Extrait choisi:

960 € étant la richesse selon Mme Pénicaud, elle va les effondrer.

4) Réduction des droits pour accéder à l’assurance chômage : 2,85 milliards d’économies

Il faudra avoir travaillé 6 mois sur les 24 derniers mois au lieu de 4 mois dans les 28 derniers moins. Cette mesure exclurait entre 250 et 300 000 demandeurs d’emploi, plus particulièrement les femmes et les jeunes, principales victimes du temps partiel subi et des contrats courts

5) Rechargement des droits plus difficile (Allongement des droits lorsqu’on reprend le travail avant la fin des droits. C’est une des multiples incitations à reprendre le travail le plus tôt possible)

Le seuil minimal de rechargement serait fixé à 6 mois, au lieu d’un mois aujourd’hui. Près de 750 000 personnes verront leur indemnité diminuer drastiquement ou être supprimée.

Consigne 1:
Répondez à ces questions d'après l'extrait choisi :
(a) Combien de mois de travail faudra-t-il avoir accomplis, et sur quelle période, pour accéder à l'assurance chômage ?
(b) Combien de demandeurs d'emploi cette mesure exclurait-elle ?
(c) À quelle durée le seuil minimal de rechargement serait-il fixé, et quelle est cette durée aujourd'hui ?
Consigne 2: D'après l'extrait choisi, pourquoi la réduction des droits d'accès à l'assurance chômage toucherait-elle plus particulièrement les femmes et les jeunes ?

Données étudiées:
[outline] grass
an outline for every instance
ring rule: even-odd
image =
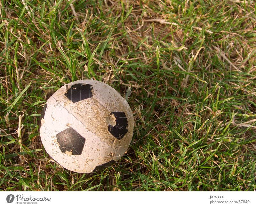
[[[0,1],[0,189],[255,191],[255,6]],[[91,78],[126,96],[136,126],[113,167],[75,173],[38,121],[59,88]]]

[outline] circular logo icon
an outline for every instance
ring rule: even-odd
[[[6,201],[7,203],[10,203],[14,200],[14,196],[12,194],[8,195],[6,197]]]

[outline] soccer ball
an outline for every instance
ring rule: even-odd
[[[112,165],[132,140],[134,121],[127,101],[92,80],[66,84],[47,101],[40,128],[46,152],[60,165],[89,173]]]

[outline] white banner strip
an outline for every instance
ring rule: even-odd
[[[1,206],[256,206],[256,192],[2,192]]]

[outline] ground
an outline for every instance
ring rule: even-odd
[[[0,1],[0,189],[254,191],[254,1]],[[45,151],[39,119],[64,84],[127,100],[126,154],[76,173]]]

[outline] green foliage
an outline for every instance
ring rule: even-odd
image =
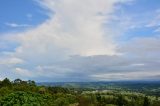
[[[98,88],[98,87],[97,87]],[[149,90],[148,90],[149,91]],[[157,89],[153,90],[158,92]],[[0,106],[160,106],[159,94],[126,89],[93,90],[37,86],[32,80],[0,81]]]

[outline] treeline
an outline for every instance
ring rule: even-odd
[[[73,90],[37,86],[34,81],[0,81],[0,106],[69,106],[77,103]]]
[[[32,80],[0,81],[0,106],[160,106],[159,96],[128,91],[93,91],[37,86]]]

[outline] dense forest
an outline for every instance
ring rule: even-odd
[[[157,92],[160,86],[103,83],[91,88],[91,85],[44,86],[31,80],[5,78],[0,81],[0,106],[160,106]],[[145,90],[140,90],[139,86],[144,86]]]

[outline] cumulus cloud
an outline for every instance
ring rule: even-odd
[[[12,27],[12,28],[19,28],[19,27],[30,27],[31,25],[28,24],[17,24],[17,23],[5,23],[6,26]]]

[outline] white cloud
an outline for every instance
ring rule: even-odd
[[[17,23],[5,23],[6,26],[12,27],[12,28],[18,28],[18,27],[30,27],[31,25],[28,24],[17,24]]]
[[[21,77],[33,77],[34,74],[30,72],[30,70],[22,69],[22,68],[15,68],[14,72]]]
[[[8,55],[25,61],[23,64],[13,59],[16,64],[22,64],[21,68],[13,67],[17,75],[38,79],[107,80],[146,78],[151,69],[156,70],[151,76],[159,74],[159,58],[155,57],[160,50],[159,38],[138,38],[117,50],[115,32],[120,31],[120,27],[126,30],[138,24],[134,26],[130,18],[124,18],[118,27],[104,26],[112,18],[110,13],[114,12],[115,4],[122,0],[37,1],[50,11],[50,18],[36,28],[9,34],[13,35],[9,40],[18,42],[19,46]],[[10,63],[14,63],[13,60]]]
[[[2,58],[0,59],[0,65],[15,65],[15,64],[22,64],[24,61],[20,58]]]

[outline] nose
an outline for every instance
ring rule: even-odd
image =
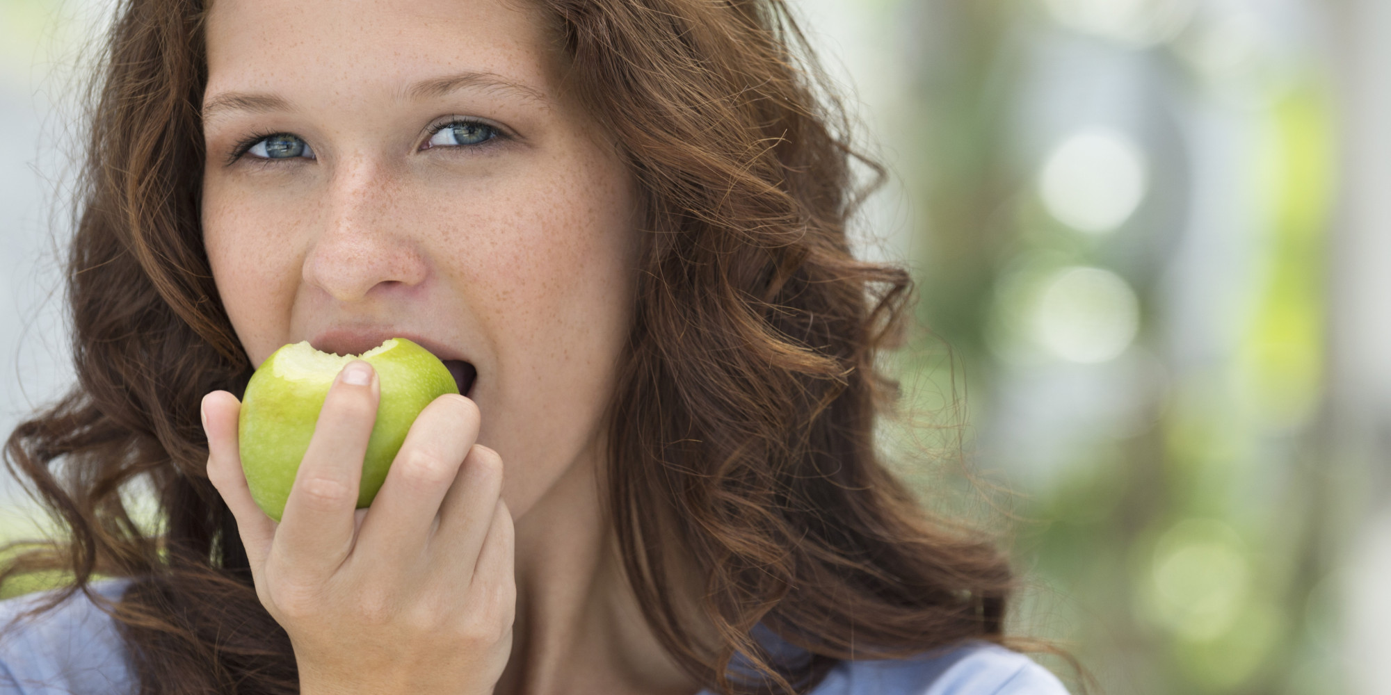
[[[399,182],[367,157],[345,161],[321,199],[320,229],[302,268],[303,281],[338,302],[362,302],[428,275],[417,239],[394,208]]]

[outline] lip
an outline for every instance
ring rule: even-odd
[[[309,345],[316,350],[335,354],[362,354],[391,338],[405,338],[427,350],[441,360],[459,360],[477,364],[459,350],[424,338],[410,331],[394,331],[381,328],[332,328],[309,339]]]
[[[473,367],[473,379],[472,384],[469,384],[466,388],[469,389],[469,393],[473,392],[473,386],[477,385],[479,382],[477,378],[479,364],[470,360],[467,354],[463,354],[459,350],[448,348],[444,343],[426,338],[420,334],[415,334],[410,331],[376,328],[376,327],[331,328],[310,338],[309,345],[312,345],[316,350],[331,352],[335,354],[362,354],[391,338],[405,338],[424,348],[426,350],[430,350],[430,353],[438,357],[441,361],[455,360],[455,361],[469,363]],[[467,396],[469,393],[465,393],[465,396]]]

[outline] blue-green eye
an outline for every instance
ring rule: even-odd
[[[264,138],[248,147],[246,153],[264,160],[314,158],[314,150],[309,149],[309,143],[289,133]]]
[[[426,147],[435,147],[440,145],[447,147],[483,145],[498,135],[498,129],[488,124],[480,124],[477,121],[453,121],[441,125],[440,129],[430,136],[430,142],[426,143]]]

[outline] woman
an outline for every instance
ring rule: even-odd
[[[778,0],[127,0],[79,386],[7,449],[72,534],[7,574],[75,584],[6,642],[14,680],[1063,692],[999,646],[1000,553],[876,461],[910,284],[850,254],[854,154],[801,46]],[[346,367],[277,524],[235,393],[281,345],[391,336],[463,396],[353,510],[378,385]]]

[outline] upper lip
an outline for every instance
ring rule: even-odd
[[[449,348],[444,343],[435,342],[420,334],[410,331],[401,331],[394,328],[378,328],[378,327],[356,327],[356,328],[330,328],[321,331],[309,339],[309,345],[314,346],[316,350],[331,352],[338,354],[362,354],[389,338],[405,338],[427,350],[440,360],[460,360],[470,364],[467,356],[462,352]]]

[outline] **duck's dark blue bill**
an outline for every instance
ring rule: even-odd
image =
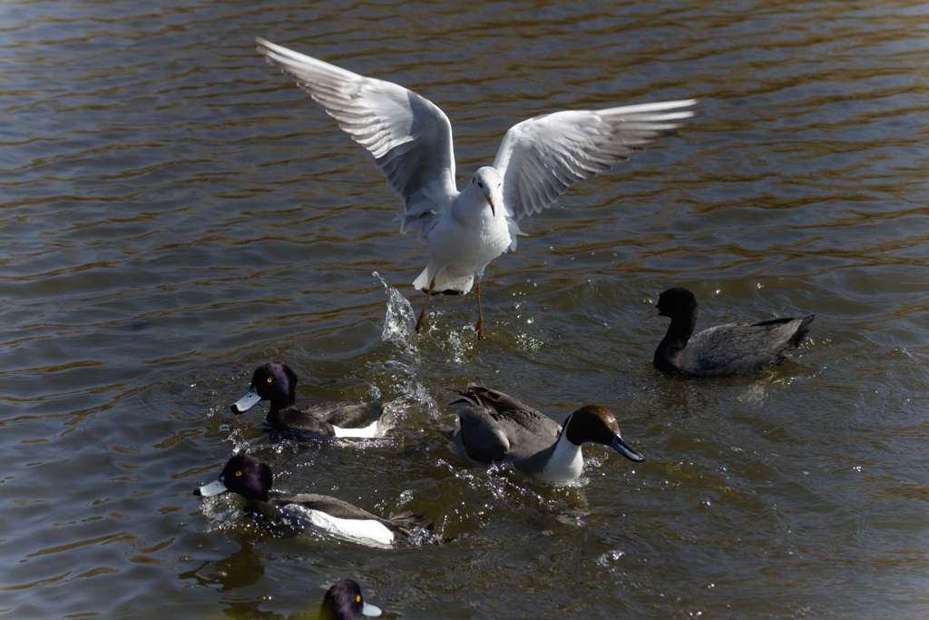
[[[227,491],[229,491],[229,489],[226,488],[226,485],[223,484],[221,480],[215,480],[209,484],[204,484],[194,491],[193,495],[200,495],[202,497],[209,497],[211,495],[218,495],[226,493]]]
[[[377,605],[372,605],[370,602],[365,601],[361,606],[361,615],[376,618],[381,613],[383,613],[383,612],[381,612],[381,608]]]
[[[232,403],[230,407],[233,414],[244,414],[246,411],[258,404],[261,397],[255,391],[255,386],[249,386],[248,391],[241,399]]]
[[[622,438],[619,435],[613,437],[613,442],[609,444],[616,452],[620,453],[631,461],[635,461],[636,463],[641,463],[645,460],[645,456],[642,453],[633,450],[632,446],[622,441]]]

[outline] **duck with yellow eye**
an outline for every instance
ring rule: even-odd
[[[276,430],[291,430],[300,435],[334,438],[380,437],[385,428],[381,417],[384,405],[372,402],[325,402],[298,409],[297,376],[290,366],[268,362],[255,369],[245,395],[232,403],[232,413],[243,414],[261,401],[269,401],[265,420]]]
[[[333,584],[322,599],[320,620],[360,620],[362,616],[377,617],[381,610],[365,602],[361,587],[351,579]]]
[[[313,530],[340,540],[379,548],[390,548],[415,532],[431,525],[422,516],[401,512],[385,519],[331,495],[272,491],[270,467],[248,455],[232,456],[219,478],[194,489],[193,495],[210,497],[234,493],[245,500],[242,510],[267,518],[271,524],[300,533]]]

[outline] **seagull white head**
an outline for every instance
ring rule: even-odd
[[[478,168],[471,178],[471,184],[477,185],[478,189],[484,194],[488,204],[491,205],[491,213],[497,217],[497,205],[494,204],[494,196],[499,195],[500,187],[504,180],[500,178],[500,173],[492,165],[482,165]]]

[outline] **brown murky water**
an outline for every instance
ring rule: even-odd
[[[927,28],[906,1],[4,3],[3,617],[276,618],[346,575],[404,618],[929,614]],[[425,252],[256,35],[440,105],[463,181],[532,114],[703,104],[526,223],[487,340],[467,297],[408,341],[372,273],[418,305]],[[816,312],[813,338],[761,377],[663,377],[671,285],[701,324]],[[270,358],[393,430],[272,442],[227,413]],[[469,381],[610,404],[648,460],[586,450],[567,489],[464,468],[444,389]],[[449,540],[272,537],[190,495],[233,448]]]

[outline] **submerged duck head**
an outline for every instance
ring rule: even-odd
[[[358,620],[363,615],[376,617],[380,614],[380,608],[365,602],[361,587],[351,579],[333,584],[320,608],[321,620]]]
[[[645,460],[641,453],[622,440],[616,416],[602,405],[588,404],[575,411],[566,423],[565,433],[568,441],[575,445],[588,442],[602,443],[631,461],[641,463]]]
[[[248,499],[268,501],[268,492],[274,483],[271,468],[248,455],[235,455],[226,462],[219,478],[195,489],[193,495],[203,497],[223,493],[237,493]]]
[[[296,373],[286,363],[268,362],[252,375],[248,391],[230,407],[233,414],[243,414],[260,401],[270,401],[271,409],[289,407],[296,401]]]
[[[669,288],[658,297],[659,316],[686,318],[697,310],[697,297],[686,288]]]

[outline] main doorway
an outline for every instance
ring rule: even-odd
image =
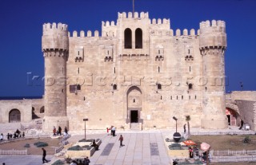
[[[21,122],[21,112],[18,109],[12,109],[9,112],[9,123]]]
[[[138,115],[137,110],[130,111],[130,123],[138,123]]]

---

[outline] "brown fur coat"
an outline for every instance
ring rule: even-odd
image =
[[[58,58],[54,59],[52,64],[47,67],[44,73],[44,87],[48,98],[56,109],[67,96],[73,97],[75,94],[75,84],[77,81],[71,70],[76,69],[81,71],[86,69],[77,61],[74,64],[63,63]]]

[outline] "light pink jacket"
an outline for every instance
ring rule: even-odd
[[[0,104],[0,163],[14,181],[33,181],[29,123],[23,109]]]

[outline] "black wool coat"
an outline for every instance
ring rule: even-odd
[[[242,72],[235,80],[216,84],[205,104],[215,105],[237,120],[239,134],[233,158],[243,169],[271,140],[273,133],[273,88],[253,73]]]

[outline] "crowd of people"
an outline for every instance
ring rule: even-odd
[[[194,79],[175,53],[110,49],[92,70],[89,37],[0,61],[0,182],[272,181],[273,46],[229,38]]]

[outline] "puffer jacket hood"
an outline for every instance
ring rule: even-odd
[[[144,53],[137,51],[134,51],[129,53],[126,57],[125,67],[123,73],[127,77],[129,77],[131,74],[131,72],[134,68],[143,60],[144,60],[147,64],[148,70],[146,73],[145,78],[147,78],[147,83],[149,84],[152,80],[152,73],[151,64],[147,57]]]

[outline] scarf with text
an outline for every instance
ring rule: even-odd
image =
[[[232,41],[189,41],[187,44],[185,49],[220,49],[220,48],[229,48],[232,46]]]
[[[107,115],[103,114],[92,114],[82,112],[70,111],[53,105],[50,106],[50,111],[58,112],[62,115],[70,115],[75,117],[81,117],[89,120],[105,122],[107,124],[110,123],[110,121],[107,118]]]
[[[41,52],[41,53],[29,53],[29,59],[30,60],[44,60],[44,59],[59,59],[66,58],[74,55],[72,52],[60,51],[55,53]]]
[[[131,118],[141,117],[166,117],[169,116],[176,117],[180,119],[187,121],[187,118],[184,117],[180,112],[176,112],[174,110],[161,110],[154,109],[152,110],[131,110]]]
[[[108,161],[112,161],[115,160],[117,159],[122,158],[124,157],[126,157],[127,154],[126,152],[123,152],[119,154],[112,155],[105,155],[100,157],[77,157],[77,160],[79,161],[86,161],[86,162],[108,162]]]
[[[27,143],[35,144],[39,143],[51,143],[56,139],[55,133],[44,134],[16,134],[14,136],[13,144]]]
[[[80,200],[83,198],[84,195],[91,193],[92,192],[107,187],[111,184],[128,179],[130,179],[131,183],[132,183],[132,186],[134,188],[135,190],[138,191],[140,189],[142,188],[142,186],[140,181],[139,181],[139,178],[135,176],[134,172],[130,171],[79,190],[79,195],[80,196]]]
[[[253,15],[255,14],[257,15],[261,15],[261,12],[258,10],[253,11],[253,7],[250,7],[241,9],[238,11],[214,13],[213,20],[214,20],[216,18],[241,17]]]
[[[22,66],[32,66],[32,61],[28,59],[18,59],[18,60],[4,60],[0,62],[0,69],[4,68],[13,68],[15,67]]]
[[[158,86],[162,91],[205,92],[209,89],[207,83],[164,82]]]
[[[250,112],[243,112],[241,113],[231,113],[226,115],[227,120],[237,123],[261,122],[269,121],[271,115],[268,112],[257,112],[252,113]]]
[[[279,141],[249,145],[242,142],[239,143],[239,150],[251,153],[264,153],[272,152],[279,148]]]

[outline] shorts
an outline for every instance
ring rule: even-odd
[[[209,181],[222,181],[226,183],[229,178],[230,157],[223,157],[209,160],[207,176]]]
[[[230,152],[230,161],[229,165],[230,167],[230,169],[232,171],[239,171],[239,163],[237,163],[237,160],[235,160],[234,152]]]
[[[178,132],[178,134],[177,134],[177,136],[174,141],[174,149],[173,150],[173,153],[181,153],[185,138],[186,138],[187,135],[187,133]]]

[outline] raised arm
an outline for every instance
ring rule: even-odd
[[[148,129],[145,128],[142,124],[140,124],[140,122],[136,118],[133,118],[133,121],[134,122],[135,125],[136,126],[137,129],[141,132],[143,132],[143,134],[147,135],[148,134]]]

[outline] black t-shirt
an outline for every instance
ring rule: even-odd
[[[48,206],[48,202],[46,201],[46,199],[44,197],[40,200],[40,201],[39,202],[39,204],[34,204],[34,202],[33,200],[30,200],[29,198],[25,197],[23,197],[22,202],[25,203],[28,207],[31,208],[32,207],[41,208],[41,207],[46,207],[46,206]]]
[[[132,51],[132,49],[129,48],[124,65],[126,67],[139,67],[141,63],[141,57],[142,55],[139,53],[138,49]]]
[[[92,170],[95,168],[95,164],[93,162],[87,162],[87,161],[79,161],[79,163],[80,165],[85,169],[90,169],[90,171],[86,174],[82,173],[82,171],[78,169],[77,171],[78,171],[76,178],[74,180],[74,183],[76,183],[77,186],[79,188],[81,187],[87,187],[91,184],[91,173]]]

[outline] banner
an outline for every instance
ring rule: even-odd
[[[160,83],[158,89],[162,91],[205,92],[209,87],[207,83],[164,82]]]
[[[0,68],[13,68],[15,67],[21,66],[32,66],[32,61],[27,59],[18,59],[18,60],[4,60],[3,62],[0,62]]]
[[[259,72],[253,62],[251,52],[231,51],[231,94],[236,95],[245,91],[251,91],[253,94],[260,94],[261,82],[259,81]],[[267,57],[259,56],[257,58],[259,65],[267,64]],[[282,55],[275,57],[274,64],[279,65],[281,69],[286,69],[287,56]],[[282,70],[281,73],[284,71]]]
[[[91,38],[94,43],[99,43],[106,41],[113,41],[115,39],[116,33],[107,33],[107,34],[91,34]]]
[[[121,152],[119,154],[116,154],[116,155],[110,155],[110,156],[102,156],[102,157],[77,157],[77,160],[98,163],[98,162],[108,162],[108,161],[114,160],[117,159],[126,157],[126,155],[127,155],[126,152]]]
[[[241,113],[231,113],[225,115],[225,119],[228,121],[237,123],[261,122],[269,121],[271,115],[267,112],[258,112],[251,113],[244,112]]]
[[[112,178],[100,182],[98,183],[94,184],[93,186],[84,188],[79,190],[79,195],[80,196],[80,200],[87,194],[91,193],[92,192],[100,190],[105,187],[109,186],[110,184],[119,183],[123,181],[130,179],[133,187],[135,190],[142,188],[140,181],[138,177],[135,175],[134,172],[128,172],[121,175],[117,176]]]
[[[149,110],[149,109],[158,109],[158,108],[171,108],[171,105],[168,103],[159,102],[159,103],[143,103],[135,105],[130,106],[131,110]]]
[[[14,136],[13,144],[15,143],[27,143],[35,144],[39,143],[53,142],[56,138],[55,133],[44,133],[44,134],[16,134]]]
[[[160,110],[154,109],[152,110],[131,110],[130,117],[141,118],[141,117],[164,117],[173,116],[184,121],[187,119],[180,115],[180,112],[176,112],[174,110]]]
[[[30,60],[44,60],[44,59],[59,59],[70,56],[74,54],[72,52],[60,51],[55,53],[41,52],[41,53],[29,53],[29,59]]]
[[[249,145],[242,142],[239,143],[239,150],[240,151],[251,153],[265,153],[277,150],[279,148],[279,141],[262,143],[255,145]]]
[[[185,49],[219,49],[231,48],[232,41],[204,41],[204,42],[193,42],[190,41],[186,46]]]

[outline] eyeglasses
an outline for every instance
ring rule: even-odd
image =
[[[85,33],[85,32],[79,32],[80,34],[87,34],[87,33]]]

Réponse produite 1:
(a) 6 mois sur les 24 derniers mois.
(b) Entre 250 et 300 000.
(c) À 6 mois, contre un mois aujourd'hui.

Réponse produite 2: Les femmes et les jeunes sont les principales victimes du temps partiel subi et des contrats courts. Ils auraient donc plus de mal à justifier 6 mois de travail sur les 24 derniers mois.